(What this task involves) Pull out each line of the rows below that contains the string "clicks", matching case exactly.

[Stored items]

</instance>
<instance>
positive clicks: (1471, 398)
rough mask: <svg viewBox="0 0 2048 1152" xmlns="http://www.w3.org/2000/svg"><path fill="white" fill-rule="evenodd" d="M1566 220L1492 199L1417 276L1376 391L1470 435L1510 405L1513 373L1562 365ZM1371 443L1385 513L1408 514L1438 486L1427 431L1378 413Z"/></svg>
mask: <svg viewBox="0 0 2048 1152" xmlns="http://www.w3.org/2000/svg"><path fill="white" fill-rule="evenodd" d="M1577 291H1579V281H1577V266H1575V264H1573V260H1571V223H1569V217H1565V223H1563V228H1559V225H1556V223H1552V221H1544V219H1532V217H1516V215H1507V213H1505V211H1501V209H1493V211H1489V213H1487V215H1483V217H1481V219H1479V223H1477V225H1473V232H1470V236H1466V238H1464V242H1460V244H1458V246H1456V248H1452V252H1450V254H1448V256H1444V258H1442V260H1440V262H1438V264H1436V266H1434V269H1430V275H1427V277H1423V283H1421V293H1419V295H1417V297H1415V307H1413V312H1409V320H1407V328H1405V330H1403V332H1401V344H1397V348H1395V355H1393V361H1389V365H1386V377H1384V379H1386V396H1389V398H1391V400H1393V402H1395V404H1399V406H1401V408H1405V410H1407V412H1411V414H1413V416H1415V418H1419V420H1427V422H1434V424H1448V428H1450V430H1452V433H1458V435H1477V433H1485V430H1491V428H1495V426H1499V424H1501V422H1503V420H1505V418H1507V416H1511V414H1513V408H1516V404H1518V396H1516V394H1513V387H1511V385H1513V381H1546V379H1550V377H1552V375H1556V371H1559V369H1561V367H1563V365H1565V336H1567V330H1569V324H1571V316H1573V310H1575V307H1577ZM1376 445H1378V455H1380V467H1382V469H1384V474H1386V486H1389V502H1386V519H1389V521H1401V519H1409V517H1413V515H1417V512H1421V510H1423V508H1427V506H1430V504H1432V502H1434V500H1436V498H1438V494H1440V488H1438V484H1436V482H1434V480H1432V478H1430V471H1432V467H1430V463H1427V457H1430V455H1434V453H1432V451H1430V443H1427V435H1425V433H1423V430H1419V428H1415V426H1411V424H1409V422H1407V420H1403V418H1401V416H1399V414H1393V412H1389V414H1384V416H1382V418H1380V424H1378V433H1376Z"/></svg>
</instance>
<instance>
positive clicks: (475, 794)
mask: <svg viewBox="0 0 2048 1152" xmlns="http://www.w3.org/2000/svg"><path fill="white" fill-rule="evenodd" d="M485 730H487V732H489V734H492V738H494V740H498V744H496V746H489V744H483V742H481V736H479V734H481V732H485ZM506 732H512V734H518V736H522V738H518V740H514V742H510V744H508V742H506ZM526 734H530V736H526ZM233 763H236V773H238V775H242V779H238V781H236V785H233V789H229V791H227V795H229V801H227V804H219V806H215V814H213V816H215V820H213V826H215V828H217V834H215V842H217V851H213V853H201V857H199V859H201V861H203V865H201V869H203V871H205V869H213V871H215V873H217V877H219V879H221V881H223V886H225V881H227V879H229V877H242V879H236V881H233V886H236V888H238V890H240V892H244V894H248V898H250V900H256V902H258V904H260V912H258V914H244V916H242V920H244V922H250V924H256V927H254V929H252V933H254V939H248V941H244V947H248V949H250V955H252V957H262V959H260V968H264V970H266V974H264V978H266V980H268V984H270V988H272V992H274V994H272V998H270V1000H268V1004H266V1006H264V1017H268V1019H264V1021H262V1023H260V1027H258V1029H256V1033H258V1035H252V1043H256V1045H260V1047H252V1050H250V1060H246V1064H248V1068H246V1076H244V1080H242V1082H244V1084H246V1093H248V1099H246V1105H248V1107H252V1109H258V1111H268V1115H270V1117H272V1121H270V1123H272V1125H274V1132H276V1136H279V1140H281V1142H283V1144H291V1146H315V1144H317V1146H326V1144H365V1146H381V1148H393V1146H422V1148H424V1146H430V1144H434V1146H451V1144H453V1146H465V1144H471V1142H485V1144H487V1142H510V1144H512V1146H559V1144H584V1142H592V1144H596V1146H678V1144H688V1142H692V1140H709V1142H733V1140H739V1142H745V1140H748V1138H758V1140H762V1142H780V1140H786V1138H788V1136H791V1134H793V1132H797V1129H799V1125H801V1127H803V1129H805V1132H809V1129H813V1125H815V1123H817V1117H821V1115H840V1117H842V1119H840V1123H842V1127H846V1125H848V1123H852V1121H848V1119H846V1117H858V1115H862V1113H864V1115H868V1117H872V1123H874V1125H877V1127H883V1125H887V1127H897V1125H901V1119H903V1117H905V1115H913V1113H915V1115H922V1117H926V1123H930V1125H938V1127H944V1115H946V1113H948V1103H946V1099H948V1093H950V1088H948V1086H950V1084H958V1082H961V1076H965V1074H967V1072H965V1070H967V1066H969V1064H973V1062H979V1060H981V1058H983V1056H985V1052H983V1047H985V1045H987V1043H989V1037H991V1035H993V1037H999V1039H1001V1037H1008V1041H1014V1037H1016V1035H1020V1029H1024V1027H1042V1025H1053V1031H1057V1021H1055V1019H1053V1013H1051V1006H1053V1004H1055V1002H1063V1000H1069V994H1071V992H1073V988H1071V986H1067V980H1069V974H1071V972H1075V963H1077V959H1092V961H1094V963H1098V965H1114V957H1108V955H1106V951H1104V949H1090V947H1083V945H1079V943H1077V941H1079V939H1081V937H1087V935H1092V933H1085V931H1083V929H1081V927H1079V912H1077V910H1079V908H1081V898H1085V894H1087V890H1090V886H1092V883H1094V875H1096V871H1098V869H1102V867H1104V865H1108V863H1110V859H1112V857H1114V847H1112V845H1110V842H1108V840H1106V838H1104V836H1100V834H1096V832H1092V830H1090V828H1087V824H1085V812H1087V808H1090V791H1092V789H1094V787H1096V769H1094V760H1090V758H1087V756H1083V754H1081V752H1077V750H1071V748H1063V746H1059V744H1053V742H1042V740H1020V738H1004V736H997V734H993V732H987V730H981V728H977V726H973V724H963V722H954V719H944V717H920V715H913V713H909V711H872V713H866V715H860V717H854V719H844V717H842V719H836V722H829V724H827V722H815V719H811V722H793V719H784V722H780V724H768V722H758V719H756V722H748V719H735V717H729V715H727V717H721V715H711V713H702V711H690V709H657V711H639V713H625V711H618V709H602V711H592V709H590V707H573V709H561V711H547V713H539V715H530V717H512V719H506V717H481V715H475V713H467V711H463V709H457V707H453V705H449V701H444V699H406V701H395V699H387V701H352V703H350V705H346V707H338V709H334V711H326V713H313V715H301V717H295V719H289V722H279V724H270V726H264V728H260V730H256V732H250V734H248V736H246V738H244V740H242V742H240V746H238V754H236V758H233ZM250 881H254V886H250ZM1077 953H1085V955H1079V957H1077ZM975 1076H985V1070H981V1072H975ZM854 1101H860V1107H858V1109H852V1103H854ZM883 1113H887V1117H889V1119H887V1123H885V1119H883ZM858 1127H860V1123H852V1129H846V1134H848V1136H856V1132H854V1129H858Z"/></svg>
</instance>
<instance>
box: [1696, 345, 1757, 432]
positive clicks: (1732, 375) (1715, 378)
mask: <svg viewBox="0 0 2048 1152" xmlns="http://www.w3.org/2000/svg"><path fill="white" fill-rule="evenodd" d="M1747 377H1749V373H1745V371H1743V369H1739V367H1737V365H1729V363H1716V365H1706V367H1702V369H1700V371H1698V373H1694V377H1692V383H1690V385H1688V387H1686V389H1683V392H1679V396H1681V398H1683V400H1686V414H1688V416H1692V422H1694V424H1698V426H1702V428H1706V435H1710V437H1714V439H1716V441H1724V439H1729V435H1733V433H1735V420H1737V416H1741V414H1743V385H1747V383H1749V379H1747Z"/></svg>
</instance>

(Response)
positive clicks: (1471, 398)
positive clicks: (475, 794)
positive clicks: (1732, 375) (1715, 378)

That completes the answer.